Exercise requirements – Please pull out every line below that contains the word "silhouette", and copy each one in full.

____________________

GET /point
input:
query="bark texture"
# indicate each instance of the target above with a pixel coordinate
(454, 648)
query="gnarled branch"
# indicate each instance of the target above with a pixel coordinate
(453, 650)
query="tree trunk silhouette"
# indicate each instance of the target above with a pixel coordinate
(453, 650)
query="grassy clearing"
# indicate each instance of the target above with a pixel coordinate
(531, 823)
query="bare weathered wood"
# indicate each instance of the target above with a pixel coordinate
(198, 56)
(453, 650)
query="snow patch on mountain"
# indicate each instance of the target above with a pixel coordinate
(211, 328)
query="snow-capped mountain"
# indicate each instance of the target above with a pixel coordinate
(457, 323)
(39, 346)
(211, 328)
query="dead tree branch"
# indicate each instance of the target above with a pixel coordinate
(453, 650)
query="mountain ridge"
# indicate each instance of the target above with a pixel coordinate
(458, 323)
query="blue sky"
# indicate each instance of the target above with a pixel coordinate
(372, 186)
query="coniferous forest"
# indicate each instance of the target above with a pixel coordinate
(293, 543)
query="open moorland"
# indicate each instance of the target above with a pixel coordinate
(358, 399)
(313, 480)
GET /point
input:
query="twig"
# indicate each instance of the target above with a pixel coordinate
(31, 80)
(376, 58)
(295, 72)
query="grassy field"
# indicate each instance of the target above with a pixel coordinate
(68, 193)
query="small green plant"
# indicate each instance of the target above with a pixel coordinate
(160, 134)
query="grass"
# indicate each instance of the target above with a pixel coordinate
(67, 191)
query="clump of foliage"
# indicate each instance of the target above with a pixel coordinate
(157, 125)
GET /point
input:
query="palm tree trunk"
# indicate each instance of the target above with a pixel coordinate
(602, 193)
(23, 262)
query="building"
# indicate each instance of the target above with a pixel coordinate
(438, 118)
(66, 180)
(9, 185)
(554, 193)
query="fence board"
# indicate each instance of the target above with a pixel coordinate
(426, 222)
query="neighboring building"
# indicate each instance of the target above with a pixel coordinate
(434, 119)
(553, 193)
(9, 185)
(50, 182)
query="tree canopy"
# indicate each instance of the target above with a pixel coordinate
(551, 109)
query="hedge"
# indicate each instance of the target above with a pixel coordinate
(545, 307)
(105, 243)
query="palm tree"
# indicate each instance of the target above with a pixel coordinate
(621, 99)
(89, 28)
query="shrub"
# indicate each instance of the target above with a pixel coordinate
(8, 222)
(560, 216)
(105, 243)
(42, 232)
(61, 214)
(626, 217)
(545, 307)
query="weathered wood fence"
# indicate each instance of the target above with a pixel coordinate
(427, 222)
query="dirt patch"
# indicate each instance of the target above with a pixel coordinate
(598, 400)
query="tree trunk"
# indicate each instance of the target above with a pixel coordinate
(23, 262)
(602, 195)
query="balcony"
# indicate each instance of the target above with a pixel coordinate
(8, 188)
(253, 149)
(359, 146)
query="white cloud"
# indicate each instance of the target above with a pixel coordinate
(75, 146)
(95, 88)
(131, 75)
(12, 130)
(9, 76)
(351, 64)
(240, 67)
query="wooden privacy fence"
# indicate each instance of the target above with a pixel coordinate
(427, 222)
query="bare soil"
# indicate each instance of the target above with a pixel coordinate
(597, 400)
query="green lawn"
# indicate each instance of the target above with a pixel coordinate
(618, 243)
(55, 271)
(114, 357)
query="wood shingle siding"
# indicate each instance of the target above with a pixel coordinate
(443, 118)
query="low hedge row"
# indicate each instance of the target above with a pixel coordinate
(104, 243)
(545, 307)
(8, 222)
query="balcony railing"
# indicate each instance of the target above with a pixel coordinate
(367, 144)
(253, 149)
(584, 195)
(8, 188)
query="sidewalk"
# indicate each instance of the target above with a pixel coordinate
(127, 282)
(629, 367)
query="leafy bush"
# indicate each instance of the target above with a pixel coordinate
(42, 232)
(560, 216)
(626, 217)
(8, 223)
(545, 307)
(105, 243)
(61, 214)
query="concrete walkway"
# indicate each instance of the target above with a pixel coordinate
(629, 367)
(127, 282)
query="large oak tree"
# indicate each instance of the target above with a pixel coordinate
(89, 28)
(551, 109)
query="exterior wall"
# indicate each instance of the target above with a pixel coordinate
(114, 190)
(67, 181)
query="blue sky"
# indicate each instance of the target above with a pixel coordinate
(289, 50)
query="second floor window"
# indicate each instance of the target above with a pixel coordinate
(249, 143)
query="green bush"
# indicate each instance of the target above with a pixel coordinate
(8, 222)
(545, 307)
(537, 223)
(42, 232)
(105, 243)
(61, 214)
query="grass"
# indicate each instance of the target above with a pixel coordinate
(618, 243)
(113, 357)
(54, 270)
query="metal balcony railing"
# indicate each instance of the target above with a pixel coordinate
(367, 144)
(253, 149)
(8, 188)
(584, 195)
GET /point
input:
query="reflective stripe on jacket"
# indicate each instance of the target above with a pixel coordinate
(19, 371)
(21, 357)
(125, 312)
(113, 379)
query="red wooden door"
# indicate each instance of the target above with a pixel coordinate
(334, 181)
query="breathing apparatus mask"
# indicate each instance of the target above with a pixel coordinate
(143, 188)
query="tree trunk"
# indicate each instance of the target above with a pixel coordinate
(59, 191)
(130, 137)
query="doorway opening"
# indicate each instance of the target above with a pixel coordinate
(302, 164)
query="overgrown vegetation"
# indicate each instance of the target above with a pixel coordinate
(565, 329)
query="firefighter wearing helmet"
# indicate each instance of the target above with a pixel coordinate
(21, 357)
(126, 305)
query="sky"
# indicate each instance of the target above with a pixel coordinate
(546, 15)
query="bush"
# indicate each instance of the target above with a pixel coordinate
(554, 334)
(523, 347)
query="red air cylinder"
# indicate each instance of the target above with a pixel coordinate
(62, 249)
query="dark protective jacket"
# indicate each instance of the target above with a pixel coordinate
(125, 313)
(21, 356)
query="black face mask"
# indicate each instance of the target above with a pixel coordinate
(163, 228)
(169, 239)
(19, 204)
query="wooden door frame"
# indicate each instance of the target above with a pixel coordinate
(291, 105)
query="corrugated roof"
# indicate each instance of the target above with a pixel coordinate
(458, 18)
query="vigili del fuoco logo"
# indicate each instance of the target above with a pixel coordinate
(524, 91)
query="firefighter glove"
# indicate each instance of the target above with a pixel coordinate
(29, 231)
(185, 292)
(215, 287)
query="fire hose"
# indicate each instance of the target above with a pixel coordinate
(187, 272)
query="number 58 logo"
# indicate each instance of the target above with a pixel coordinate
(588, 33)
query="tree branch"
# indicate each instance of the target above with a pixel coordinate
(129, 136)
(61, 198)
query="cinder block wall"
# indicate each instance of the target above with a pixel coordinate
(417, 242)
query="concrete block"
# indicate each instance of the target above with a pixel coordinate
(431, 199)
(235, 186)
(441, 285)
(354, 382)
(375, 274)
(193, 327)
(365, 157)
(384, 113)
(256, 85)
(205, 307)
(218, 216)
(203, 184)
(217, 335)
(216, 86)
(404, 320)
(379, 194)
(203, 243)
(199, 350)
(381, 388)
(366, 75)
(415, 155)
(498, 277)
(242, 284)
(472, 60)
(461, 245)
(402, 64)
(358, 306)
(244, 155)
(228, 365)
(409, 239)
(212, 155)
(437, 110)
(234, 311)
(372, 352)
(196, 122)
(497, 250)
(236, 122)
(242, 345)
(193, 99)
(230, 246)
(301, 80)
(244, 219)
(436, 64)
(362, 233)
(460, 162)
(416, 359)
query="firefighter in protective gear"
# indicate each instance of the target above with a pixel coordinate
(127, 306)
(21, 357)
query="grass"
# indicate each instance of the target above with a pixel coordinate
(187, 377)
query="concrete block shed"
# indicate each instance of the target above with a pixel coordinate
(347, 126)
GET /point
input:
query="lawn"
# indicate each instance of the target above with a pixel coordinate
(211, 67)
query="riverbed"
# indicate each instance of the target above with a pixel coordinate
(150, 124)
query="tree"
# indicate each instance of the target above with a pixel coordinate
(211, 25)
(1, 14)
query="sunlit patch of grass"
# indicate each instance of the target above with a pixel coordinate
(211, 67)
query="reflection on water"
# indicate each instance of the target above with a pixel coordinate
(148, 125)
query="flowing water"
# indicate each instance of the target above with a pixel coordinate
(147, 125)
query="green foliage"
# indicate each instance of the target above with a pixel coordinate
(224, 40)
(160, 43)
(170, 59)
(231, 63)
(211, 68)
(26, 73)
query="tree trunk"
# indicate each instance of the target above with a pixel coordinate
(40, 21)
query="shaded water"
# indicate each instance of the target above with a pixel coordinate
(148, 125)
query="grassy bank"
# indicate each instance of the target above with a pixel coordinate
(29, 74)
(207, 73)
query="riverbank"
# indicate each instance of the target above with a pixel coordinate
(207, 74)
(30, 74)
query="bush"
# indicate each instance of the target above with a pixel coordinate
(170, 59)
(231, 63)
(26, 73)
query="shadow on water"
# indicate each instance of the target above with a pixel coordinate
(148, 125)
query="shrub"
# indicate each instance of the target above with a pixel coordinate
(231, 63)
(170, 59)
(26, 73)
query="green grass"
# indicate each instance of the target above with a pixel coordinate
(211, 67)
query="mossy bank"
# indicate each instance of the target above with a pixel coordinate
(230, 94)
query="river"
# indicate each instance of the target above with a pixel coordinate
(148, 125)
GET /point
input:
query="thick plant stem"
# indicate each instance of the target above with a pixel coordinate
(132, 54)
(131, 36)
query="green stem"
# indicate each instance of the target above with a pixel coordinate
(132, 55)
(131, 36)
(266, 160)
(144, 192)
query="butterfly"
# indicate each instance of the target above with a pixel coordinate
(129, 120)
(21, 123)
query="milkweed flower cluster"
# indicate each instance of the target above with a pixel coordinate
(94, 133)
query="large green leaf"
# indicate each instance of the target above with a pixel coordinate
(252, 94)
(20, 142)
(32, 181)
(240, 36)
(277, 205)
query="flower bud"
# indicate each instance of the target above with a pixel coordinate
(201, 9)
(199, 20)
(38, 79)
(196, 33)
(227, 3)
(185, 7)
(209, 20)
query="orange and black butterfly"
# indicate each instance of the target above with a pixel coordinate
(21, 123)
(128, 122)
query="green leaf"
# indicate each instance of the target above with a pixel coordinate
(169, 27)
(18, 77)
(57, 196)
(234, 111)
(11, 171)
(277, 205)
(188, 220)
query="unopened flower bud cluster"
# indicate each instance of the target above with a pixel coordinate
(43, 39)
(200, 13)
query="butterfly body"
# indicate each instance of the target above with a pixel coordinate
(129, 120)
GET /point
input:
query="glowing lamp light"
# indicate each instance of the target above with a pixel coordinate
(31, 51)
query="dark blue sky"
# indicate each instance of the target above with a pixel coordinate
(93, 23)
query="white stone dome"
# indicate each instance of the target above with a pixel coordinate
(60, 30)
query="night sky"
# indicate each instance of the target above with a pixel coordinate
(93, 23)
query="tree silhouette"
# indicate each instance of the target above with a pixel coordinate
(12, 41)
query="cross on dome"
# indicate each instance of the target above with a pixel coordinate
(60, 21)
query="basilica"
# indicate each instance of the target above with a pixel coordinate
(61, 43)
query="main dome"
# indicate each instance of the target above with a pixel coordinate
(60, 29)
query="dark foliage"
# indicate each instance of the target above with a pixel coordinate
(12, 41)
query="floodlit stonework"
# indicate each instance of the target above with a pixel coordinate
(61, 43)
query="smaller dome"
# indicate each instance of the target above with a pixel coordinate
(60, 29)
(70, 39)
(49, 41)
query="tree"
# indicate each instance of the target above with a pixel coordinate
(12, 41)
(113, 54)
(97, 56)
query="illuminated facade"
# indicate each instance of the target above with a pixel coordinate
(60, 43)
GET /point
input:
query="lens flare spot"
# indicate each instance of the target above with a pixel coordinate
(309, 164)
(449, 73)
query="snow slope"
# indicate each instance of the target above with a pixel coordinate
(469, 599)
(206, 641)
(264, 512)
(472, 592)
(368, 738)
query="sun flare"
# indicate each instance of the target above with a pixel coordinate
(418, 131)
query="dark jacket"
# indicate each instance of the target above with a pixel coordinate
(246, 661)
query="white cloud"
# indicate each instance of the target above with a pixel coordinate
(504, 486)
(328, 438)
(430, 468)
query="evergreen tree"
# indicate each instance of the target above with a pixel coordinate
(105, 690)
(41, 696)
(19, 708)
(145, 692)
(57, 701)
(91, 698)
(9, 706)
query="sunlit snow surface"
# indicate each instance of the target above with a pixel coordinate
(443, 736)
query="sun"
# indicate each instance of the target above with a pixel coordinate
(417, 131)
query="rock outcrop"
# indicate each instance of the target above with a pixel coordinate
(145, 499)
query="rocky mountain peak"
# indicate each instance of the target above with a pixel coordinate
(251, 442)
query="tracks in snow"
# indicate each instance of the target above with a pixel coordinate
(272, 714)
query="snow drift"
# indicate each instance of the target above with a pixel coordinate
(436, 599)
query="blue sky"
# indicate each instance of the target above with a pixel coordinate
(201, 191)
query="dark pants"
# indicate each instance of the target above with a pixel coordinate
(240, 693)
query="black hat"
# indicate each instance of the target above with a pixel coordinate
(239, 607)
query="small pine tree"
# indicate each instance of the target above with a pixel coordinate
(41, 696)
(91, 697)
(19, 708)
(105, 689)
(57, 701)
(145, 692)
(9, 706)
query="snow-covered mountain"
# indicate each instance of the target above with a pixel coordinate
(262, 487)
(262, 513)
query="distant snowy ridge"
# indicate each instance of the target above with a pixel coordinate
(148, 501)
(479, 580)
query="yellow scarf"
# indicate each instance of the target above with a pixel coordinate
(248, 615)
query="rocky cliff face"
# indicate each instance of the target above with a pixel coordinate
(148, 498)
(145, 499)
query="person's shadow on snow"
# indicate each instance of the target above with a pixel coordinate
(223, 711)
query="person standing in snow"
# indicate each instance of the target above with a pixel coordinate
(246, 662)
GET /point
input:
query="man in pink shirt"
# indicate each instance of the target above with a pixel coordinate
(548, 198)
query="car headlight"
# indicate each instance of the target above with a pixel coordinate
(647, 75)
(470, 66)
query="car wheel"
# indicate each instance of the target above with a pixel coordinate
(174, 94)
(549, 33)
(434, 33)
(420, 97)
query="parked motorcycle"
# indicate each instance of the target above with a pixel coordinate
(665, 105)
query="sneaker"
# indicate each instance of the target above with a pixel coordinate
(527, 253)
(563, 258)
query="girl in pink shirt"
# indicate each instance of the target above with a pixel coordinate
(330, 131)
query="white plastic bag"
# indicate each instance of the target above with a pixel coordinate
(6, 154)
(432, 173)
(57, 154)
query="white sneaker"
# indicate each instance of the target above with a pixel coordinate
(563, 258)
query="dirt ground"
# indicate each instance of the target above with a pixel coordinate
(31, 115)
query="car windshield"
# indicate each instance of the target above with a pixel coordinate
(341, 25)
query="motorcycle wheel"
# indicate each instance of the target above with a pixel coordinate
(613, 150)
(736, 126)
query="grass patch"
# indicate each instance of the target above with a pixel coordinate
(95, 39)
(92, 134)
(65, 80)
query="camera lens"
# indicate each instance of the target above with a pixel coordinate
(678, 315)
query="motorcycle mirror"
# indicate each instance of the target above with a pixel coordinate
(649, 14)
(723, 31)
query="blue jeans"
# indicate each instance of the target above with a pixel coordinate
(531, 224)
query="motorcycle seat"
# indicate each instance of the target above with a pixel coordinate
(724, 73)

____________________

Correct result –
query="tree trunk silhouette"
query="tree silhouette"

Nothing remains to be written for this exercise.